*YOUR GOAL*.
Pick up the passage on Babingtons Tea Rooms after its last sentence and carry it further.

Babingtons Tea rooms have been one of the “must see” sight of Rome for visitors since opening in 1893.
Situated at the foot of the Spanish Steps on the Piazza Di Spagna at the heart of the tourist circuit, Babingtons was started by two English ladies, Anna Maria Babington and Isabel Cargill. The area had come to prominence years earlier as the meeting place for English travellers away on their Grand Tour of Europe. Shops and a variety of services grew up to services the needs of these travellers to the extent that for a while it became known as Little Britain.
Curiously at that time tea was taken in pharmacies so the two ladies felt there was a need to introduce the real English tea drinking experience. The Tea Rooms survived both wars intact and are now run by descendants of Elizabeth Cargill and visited not only by tourists but by Italian artists, writers, politicians and actors.
Recently Babington’s has begun a programme of updating the menus, introducing new products into the gift shop and adapting the advertising to appeal to the modern visitor. Minale Tattersfield has provided the brand strategy and design execution.

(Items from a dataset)
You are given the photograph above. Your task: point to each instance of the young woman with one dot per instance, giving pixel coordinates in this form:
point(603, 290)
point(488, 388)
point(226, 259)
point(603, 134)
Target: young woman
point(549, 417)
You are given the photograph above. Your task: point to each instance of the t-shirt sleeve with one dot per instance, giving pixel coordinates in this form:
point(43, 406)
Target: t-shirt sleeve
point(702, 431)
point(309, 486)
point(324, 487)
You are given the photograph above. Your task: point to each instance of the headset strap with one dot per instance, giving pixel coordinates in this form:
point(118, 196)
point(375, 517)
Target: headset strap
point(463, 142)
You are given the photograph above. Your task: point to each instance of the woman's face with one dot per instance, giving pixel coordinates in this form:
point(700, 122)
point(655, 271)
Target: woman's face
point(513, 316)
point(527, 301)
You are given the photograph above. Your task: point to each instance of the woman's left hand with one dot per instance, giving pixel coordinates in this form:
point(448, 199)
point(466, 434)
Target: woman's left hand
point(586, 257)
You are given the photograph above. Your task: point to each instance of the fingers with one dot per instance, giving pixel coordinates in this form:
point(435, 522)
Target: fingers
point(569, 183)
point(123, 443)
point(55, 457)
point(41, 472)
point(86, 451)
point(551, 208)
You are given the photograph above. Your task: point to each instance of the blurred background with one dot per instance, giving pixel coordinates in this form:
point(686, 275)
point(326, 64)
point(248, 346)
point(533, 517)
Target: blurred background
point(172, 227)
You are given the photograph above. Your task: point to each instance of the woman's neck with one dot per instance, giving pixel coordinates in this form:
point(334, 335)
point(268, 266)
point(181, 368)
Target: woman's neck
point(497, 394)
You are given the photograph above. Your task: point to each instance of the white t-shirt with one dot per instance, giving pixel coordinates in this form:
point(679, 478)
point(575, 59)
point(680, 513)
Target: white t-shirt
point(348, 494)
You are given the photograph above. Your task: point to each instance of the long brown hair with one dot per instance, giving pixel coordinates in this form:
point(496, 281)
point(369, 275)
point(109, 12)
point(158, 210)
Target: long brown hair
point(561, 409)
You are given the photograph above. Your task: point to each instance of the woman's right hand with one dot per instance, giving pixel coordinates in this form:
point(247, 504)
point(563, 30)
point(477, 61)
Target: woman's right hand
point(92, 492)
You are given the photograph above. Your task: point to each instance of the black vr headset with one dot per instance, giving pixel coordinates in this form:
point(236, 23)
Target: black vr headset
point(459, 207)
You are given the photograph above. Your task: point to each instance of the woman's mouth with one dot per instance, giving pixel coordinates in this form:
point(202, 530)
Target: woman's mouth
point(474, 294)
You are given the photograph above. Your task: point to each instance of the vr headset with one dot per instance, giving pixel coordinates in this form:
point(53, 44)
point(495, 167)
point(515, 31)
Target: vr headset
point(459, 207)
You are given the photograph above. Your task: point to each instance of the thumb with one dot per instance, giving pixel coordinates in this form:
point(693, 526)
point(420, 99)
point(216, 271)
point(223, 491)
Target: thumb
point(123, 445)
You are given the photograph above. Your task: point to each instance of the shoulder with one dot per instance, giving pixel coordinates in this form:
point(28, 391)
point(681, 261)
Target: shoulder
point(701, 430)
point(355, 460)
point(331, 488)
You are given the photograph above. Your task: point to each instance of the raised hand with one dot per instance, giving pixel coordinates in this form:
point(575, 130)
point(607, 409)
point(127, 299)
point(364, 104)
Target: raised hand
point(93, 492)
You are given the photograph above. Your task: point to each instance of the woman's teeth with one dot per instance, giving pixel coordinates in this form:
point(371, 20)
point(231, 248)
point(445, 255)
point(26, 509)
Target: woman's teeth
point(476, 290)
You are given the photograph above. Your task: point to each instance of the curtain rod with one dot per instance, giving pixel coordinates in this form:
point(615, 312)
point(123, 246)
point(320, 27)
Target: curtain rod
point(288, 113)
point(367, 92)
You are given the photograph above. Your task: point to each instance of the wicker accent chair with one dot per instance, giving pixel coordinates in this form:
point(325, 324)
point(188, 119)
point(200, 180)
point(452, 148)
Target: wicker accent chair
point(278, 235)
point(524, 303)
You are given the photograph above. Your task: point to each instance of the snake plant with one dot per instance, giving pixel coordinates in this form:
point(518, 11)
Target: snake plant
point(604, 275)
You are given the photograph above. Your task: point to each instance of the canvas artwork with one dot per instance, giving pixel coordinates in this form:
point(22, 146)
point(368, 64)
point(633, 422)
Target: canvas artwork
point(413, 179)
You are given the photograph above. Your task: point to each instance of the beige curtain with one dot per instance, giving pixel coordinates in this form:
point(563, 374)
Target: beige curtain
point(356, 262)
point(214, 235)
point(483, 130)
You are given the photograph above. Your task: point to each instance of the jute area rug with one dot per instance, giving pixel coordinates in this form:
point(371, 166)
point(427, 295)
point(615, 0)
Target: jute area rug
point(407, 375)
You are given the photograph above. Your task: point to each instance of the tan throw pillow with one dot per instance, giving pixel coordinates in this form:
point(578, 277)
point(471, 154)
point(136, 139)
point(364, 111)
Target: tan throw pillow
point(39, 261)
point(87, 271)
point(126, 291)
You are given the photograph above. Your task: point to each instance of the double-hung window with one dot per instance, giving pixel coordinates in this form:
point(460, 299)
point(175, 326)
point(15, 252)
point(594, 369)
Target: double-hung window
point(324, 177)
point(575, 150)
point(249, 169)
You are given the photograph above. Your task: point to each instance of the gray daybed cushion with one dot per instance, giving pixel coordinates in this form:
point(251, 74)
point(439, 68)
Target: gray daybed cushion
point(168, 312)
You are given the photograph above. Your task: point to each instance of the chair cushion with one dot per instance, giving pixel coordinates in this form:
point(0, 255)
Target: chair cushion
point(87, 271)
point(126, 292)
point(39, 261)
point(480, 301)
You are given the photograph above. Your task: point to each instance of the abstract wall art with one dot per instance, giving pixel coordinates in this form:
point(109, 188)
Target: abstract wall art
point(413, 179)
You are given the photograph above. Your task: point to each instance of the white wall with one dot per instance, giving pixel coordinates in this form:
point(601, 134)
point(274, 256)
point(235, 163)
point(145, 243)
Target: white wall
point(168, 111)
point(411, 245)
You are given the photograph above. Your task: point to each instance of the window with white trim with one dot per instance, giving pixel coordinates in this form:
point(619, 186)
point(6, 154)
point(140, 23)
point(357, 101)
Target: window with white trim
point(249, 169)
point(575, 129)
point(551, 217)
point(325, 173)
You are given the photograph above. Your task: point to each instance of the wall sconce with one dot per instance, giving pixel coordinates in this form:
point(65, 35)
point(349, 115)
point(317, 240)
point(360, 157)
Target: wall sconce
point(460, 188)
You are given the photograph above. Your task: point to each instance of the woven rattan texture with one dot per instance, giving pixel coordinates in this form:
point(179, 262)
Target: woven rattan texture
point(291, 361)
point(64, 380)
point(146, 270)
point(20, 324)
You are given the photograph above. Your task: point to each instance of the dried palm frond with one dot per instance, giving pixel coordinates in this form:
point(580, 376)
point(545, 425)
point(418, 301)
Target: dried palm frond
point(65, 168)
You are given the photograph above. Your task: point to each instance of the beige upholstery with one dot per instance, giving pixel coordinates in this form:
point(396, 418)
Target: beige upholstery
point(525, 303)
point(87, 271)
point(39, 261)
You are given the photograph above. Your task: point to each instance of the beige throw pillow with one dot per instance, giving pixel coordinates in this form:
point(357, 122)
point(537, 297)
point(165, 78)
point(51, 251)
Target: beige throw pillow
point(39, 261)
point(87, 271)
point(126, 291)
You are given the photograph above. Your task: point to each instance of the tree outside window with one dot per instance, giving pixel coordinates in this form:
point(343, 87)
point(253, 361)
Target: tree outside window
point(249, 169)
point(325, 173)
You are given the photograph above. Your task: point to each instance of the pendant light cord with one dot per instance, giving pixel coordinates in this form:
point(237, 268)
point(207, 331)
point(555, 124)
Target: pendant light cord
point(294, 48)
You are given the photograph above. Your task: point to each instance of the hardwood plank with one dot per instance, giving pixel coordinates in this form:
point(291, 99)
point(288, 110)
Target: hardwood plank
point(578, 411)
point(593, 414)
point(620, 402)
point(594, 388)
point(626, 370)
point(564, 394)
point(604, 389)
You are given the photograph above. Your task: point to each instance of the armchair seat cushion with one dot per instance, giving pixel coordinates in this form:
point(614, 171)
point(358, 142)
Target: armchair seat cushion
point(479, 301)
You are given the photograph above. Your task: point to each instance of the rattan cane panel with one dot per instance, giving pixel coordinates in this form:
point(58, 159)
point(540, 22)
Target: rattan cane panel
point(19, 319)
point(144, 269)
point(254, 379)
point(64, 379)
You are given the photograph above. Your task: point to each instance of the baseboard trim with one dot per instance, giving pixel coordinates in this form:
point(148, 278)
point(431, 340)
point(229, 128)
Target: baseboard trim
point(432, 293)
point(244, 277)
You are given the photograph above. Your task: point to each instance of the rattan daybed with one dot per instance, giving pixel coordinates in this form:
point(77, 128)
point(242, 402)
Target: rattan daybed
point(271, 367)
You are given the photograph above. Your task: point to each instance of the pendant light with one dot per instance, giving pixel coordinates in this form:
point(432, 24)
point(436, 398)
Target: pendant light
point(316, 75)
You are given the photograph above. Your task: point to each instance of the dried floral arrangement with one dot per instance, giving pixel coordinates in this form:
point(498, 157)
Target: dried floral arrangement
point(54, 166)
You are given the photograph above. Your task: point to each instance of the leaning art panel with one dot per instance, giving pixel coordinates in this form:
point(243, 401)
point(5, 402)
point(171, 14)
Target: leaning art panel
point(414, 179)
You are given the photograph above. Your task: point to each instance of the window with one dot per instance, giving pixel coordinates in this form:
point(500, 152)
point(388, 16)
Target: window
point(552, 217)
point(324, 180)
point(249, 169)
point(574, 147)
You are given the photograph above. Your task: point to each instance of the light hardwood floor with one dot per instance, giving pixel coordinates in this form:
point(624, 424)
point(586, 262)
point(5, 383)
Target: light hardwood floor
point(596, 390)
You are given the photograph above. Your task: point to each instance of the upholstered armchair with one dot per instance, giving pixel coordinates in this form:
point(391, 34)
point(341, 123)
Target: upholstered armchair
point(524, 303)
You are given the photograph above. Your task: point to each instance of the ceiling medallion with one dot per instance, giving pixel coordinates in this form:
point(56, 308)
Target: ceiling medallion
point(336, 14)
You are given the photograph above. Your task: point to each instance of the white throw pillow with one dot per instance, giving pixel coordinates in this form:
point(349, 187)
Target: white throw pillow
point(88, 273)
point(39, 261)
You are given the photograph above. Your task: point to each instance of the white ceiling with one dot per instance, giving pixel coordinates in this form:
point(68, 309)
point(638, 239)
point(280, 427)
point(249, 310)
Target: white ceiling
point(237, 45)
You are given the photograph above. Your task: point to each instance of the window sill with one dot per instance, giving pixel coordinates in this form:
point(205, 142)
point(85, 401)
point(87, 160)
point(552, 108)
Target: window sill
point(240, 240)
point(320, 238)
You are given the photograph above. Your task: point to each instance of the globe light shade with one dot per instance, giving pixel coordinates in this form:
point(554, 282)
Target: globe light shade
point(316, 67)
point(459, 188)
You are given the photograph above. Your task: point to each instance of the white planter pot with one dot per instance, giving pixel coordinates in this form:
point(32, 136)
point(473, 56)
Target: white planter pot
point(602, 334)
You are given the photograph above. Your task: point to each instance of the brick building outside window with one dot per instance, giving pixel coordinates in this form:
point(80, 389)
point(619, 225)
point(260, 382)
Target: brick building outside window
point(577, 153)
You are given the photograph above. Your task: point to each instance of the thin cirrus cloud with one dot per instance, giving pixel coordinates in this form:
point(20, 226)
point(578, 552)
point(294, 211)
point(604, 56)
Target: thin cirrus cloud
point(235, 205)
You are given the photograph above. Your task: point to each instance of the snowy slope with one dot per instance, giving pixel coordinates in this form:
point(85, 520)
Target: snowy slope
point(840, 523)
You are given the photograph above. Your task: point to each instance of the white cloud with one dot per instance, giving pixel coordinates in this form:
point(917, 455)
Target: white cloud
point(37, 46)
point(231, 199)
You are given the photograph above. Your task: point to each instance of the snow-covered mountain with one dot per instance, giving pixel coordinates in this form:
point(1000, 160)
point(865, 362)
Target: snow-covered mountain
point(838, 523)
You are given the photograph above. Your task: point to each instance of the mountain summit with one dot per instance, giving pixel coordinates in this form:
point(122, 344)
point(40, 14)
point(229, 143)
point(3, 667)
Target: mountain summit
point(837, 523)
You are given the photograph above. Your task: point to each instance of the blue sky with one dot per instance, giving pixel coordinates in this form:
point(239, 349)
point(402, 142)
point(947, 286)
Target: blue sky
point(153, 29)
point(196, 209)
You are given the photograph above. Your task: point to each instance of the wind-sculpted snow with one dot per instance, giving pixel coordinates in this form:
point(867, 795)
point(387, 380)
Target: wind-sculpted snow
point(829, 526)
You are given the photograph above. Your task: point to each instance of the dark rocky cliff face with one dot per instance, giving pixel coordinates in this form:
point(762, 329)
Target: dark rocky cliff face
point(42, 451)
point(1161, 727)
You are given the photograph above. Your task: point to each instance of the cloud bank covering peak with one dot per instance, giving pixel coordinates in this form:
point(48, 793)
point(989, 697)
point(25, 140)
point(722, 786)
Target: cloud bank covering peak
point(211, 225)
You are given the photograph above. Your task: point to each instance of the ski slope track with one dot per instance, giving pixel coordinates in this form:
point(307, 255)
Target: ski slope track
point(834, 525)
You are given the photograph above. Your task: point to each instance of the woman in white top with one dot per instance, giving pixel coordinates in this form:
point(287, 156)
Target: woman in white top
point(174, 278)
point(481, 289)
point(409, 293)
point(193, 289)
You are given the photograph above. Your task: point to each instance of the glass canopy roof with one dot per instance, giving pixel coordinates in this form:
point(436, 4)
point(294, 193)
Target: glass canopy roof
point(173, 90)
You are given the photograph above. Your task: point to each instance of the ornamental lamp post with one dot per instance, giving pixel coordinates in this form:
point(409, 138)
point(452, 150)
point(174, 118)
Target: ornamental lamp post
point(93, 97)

*RESPONSE TO THIS TASK*.
A new positioning has been developed centred on the eccentricity of the English and the notion that in England everything stops for tea A new range of teas have been introduced with each pack featuring a different but very bizarre Victorian invention. The menus covers and press advertisements also feature the theme of English eccentricity. There is a new range of merchandise available in the gift shop; attractively packaged home produced jams, decorated place mats, shopping bags, aprons, dish cloths and tea caddies all feature modern stylish designs yet with a Victorian twist to them.
The new approach and the new products really add to the experience. So when in Rome do as the Romans (and all the tourists) do and visit Babington’s Tea Rooms.